**AIM OF THE TASK**
Rewrite all of the material below, changing every "thickest part" to "widest part" and leaving everything else as it is. Omit the pictures from your version.

**EXTRACTED DATA**
# # # # #
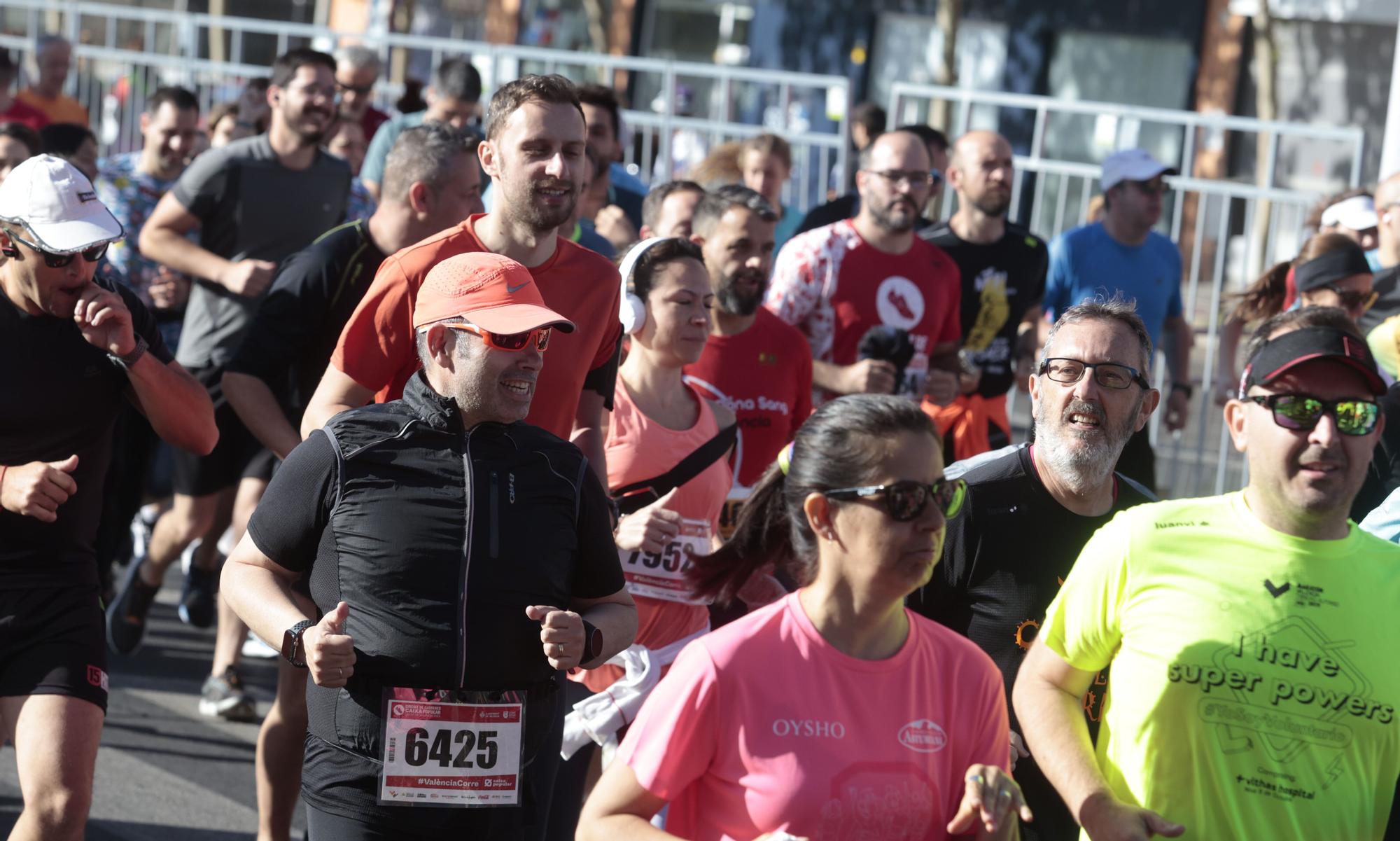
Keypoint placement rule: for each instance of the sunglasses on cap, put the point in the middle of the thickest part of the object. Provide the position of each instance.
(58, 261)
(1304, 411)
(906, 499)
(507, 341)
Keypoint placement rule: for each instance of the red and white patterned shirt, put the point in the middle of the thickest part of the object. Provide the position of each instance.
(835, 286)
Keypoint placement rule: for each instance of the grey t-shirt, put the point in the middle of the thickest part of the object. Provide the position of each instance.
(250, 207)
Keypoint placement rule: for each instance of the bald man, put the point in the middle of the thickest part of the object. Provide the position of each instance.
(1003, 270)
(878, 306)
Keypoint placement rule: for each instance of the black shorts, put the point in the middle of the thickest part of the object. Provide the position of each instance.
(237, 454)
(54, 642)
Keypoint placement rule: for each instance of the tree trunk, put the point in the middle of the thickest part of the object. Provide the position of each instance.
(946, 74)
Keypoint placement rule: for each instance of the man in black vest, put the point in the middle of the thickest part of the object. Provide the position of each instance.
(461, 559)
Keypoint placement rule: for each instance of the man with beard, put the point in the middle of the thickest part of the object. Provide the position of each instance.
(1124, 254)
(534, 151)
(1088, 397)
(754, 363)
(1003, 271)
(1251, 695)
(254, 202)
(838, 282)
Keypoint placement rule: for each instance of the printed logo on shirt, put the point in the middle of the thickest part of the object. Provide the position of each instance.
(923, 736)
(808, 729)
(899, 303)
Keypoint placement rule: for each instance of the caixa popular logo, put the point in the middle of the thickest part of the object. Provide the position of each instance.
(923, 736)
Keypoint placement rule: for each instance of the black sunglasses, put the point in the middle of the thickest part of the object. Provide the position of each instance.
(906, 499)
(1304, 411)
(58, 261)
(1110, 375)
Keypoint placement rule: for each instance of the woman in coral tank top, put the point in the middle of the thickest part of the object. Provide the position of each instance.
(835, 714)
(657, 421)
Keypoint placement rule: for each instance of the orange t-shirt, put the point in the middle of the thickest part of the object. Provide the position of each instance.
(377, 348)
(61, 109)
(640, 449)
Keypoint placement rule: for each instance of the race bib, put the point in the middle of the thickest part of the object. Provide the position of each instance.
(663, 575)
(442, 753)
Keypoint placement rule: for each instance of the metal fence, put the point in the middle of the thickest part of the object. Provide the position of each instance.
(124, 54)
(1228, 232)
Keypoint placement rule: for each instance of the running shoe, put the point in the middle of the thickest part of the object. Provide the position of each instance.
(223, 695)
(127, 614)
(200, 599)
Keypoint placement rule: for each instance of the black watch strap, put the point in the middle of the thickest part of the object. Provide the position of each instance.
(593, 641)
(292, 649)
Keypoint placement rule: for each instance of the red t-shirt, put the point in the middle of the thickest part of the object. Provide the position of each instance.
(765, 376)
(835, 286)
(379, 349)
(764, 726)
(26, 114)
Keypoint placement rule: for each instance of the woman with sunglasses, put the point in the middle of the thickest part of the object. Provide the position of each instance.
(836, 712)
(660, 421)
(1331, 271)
# # # # #
**SOLUTION FOR THIS TASK**
Keypoint placement rule: for each instance of the sunglasses on cap, put the point in the middle of the widest part of the object. Provide the position of each instance.
(58, 261)
(1304, 411)
(906, 499)
(507, 341)
Keypoint placement rule: for each instance of the red and white patterned shirt, put the point in the middle of the widest part of the object. Provide the position of each instance.
(835, 286)
Keypoint placement rule: for each instance of the grey t-shirt, put the point in the middle of the widest part of the object. Provide the position of each instance.
(250, 207)
Keypoint placement rule: for each instance of the bald man, put the point in the middle of the widest part of the object. Provide the position of each instance.
(1003, 270)
(878, 306)
Keypoint placement rule: for each instance of the black shorts, put the point in the middle of the widest part of the object. Provide the position of each instance.
(237, 454)
(54, 642)
Keypoint placement rule: for each instance of the tree trunk, put the point in the middle of the widest part of the object. Provide the position of each instance.
(946, 74)
Keypoint placement rule: for each instance of the man in black vest, put the point in the middle of the widest part of the object. Provide the position of each instance.
(461, 559)
Keypoint placement rule: for each instance of the man with beard, put the point in the middle of the widest part of the object. Provide the position of each instance.
(1124, 254)
(534, 151)
(1088, 397)
(754, 363)
(1003, 271)
(1251, 695)
(254, 202)
(838, 282)
Keypoint placement rule: for each instance of the printed logo on shirt, put the point in the middle of the widest part of the object. Provide the position of each instance.
(923, 736)
(808, 729)
(899, 303)
Keypoint placement rule: for each instance of the caixa popular logo, put the point in the middle of the widest part of the object. Provide the position of each instance.
(923, 736)
Keypoint placement rule: for each instance of the black sunglasses, put the point in the middle of the widest part of the object. Provide the position of each instance.
(906, 499)
(1304, 411)
(58, 261)
(1110, 375)
Keypoint placement rule: for each instance of the woman in coral tank top, put the point in the middle of the widest part of the object. Provide the position of each instance.
(835, 714)
(657, 421)
Keypoint placement rule: for each instance of the orange t-shirt, put the point in the middle of the widest part of the object. Provide the position of each instance.
(377, 348)
(61, 109)
(640, 449)
Keypoint placement rule: for each instance of the race bib, put the point in the middle of the widest part of the object. Provide the position of each instance.
(663, 575)
(442, 753)
Keypoint placement rule: for each instance of the metal fence, put the point in the middle of the widest part of the object. Provide the position of each instance.
(124, 54)
(1228, 232)
Keypoint placement rule: for each instance of the running shoe, put the point in the middle of the widest part of the object. Provide the position of each instance.
(223, 695)
(127, 614)
(200, 599)
Keypoint placement rule: for each instance of the black watch strap, put the point in the middle of the widest part of the object. Provide the position of each instance.
(593, 641)
(292, 649)
Keypoint placement rule: for each instance of the red t-shirt, put the point in the middle of the widest part of the object. Provide the position of each instance.
(765, 376)
(835, 286)
(379, 349)
(764, 726)
(26, 114)
Keypoint placement rule: for each instance of the woman with sunglasses, put the point in the middle of the widest part of the object. Provide the position of each instance.
(836, 712)
(660, 421)
(1331, 271)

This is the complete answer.